** Start of PASSAGE PROVIDED **

Also just an observation, I noticed that in Xen HVM with SR-IOV
passthrough the PCIe devices appear as 05:00.0 after an 'xm pci-attach'
call. Is there a reason that SR-IOV with KVM attaches said passthrough
devices under the 00.* PCI bus instead of it's own $NEXT_BUS_ID.00.0
value under the KVM guest.? Does this have any effects on
functionality..?
Many thanks for your most valuable of time,
--nab
> >
> > Soooo, I enabled the debugging code in kvm-85/qemu/hw/device-assignment.c
> > and see the PAGE aligned MMIO memory for the passed PCIe device is being
> > released during the BUG exceptions above.. Is there something else I
> > should be looking at..?
>
> That part of memory should be released for trap MMIO for MSI-X table.
>
> > I have pci-stub enabled, and I unbind 02:00.0
> > from /sys/bus/pci/drivers/e1000e/unbind successfully (just like with Xen
> > and pciback), but I am unable to do the 'echo -n 02:00.0
> >
> > > /sys/bus/pci/drivers/pci-stub/bind' (it returns write error, no such
> >
> > device, with no dmesg output) on the KVM host running v2.6.30-rc3. Is
> > this supposed to happen on v2.6.30-rc3 with pci-stub..?

** End of PASSAGE PROVIDED **

### [REQUIRED ACTIONS]
a) Answer these from the thread on device passthrough above:
(i) After an 'xm pci-attach' call in Xen HVM with SR-IOV passthrough, what address do the PCIe devices appear as?
(ii) In which file was the debugging code enabled?
(iii) What kernel version is the KVM host running?
b) Reproduce the passthrough thread word for word from "Many thanks for" to "for MSI-X table.".

** Start of DATASET EXTRACT **

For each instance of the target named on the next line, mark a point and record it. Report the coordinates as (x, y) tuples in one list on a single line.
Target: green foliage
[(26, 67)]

** End of DATASET EXTRACT **

### [OUTPUTS]
a)
(i) 05:00.0
(ii) kvm-85/qemu/hw/device-assignment.c
(iii) v2.6.30-rc3

b)
Many thanks for your most valuable of time,
--nab
> >
> > Soooo, I enabled the debugging code in kvm-85/qemu/hw/device-assignment.c
> > and see the PAGE aligned MMIO memory for the passed PCIe device is being
> > released during the BUG exceptions above.. Is there something else I
> > should be looking at..?
>
> That part of memory should be released for trap MMIO for MSI-X table.